»»
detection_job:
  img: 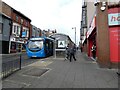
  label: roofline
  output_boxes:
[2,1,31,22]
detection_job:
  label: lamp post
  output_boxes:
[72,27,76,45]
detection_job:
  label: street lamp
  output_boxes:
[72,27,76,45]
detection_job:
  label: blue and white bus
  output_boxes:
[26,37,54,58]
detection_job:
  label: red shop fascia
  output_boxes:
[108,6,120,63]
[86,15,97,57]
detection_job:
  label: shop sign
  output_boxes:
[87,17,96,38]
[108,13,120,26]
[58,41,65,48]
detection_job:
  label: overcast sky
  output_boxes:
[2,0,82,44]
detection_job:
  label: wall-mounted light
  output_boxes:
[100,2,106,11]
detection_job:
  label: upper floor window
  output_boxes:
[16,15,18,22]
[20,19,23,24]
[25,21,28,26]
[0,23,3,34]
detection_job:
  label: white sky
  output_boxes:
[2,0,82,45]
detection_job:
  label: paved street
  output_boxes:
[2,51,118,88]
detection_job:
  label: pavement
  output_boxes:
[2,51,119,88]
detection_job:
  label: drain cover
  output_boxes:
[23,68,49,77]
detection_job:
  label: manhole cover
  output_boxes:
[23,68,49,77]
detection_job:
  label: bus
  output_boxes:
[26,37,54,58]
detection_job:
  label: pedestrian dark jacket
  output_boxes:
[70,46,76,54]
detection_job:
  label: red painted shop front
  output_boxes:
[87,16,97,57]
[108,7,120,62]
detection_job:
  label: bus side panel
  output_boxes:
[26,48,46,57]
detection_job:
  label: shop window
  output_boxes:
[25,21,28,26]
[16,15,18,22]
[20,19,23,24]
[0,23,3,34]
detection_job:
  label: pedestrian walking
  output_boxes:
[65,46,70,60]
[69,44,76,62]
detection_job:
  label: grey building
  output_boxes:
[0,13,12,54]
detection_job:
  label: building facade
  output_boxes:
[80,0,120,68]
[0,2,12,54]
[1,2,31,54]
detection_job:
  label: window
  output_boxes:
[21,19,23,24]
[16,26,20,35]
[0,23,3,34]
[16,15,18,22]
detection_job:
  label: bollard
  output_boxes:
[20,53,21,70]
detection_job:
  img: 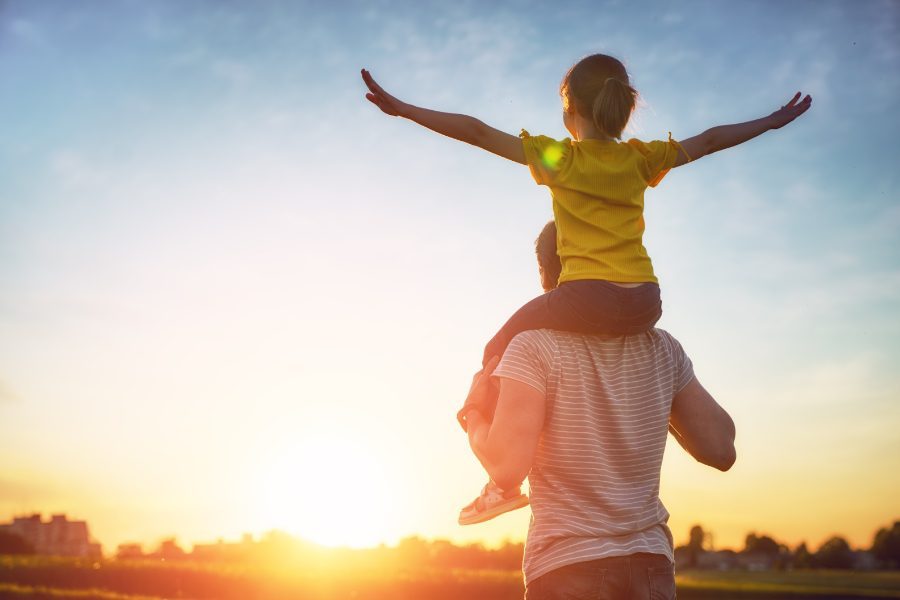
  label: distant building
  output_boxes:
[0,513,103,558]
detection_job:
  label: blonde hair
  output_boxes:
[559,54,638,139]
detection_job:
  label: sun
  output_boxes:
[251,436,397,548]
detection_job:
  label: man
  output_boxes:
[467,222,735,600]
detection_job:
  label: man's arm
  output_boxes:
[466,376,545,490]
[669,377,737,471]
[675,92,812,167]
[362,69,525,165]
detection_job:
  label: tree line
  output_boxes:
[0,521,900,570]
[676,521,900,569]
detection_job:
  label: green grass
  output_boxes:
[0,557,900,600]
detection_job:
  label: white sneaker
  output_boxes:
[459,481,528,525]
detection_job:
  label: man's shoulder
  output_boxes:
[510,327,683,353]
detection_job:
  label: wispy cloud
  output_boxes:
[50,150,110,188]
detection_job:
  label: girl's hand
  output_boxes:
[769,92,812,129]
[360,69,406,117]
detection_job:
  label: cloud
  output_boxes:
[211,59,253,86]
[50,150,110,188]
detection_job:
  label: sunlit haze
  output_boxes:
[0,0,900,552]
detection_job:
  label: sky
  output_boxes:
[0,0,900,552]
««
WHAT NEEDS TO BE DONE:
Without including the pictures, return each record above exactly as it stands.

RESPONSE TO THIS TASK:
detection_job:
  img: 
  label: roofline
  output_boxes:
[2,1,31,22]
detection_job:
  label: lamp post
  output_boxes:
[72,27,76,45]
detection_job:
  label: street lamp
  output_boxes:
[72,27,76,45]
detection_job:
  label: blue and white bus
  output_boxes:
[26,37,54,58]
detection_job:
  label: red shop fascia
  output_boxes:
[108,6,120,63]
[86,15,97,57]
detection_job:
  label: shop sign
  output_boxes:
[87,17,96,38]
[108,13,120,26]
[58,41,65,48]
detection_job:
  label: overcast sky
  output_boxes:
[2,0,82,44]
detection_job:
  label: wall-mounted light
  output_boxes:
[100,2,106,11]
detection_job:
  label: upper floor window
  output_boxes:
[16,15,18,22]
[20,19,23,24]
[25,21,28,26]
[0,23,3,34]
detection_job:
  label: white sky
  output_boxes:
[2,0,82,45]
detection_job:
  label: paved street
  output_boxes:
[2,51,118,88]
detection_job:
  label: pavement
  output_boxes:
[2,51,119,88]
detection_job:
  label: drain cover
  output_boxes:
[23,68,49,77]
detection_job:
  label: manhole cover
  output_boxes:
[23,68,49,77]
detection_job:
  label: bus
  output_boxes:
[26,37,54,58]
detection_job:
  label: pedestrian dark jacket
  output_boxes:
[70,46,76,54]
detection_job:
  label: red painted shop front
  output_boxes:
[87,16,97,57]
[108,7,120,62]
detection_job:
  label: bus side panel
  output_boxes:
[26,48,46,57]
detection_job:
  label: shop window
  output_boxes:
[25,21,28,26]
[16,15,18,22]
[20,19,23,24]
[0,23,3,34]
detection_job:
  label: pedestrian walking
  output_boxes:
[65,46,70,60]
[69,44,76,62]
detection_job:
  label: grey building
  output_boxes:
[0,13,12,54]
detection_job:
  label: building facade
  output_boxes:
[80,0,120,68]
[0,2,12,54]
[1,2,31,54]
detection_job:
  label: window
  output_boxes:
[21,19,23,24]
[16,26,20,35]
[0,23,3,34]
[16,15,18,22]
detection_job:
  label: bollard
  output_boxes:
[20,53,21,70]
detection_job:
  img: 
  label: distant building
  output_boxes:
[0,513,103,558]
detection_job:
  label: blonde hair
  output_boxes:
[559,54,638,139]
detection_job:
  label: sun
  output_boxes:
[251,436,397,548]
detection_job:
  label: man
  output_boxes:
[467,222,735,600]
detection_job:
  label: man's arm
  output_boxes:
[466,376,545,490]
[669,377,737,471]
[675,92,812,167]
[362,69,525,165]
detection_job:
  label: tree line
  output_boxes:
[0,521,900,570]
[676,521,900,569]
detection_job:
  label: green grass
  output_boxes:
[0,557,900,600]
detection_job:
  label: white sneaker
  output_boxes:
[459,481,528,525]
detection_job:
  label: man's shoulder
  output_boxes:
[510,327,683,353]
detection_job:
  label: wispy cloud
  output_boxes:
[50,150,110,188]
detection_job:
  label: girl's hand
  output_boxes:
[769,92,812,129]
[360,69,406,117]
detection_job:
  label: cloud
  output_boxes:
[211,59,253,86]
[50,150,110,188]
detection_job:
  label: sunlit haze
  output_boxes:
[0,0,900,552]
detection_job:
  label: sky
  output_boxes:
[0,0,900,552]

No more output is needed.